▶ _Exercise objective_: Your answer should be the line that contains "Where can the white" and each line after it, restated word for word through the final line of the entries.

▶ _Items listed in a dataset_:
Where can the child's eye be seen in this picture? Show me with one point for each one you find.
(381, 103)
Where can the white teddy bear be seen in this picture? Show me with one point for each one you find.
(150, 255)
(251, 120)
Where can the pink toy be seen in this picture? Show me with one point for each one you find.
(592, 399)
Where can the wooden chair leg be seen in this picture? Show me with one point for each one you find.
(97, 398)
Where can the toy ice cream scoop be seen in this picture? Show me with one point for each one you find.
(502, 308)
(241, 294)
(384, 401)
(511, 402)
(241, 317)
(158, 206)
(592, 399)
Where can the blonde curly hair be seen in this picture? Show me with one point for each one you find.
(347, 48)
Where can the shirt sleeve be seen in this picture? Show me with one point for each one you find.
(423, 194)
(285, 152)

▶ _Task solution_:
Where can the white teddy bear be seen in this picture? Show me with one point for each one you find.
(150, 255)
(251, 120)
Where can the pink toy be seen in this picture? Show me with one point for each one you find.
(592, 399)
Where can the wooden chair leg be seen in this picture? Show me with one point for each one you find.
(97, 398)
Where can the toy ice cream scoop be seen in this picture? Show me with one point for each one you find.
(502, 308)
(241, 294)
(384, 401)
(511, 402)
(241, 317)
(158, 206)
(592, 399)
Where can the blonde curly hair be seen in this picture? Show me with one point for each one you find.
(347, 48)
Where can the shirt sleeve be seen in this picture? Show me with one point for each one you find.
(423, 194)
(285, 152)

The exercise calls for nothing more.